▸ **Textausschnitt**:
──────────
Das wollen die Linken
Die Linken begreifen die Klimakrise stärker als andere Parteien auch als soziales Problem, weil die Erderwärmung arme Menschen härter treffe als wohlhabende. Berlin solle bis 2040 klimaneutral werden. Die Linke schlägt ein CO₂-Budget für alle Sektoren vor, um zu sehen, wo es schneller voran gehen muss. Klimaschutz will die Partei als Ziel in der Berliner Landesverfassung verankern. Mit einem Klimavorbehalt wollen sie erreichen, dass bei allen Gesetzes- und Senatsvorlagen im Zweifel klimafreundlichere Alter-nativen zu wählen sind. Um die Bürger stärker einzubeziehen, soll ein „Klimabürger:innenrat“ geschaffen werden. Auch auf lokaler Ebene sollen die Menschen konkret an der Gestaltung von lokalen Klimaschutzmaßnahmen mitwirken.
Das will die AfD
Die rechte Oppositionspartei ist die einzige politische Kraft der Stadt, die Klimaschutz und Energiewende nicht als wichtiges Thema ansieht. Nicht wenige in der AfD zweifeln daran, dass der Klimawandel menschengemacht ist. Und selbst wenn dem so sein wollte, hält es die AfD für sinnlos, in Deutschland teure Anstrengungen gegen CO₂-Emissionen zu unternehmen, wenn im Rest der Welt weiter Kohlekraftwerke gebaut werden. Die AfD möchte die Kernkraft in Deutschland weiter nutzen und verspricht sich davon billigere Energie.
──────────
▸ **Aufgaben**:
1. Bis zu welchem Jahr soll Berlin nach dem Willen der Linken laut dem Textausschnitt zur Klimapolitik klimaneutral werden?
2. Schreiben Sie den Textausschnitt zur Klimapolitik der Berliner Parteien im Anschluss an seinen letzten Satz weiter.
Die Datensätze unten stammen aus einer anderen Quelle.
──────────
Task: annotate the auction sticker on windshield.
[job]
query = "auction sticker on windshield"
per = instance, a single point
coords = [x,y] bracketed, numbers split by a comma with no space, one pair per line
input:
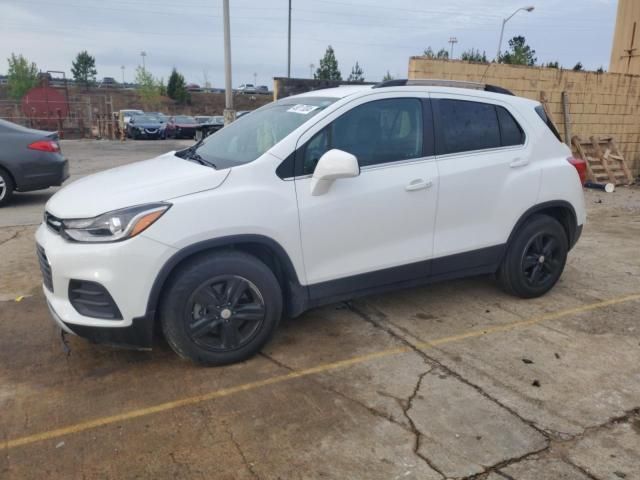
[302,109]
──────────
▸ **Ergebnisse**:
1. Bis 2040.

2.
Das will die FDP
Die FDP setzt im Klimaschutz auf Innovationen, Anreize und neue Technologien und weniger als andere Parteien auf staatliche Regulierung. Die Liberalen sind gegen weitere energetische Vorgaben für Gebäude. Auch der Bau von Solaranlagen soll über ökonomische Anreize erfolgen, nicht über Vorschriften. Für die Energiewende in der Region setzt die Partei auf Wasserstoff, der in großen Mengen produziert werden soll. In Pilotprojekten sollen Brennstoffzellen an Gebäuden Strom und Wärme produzieren.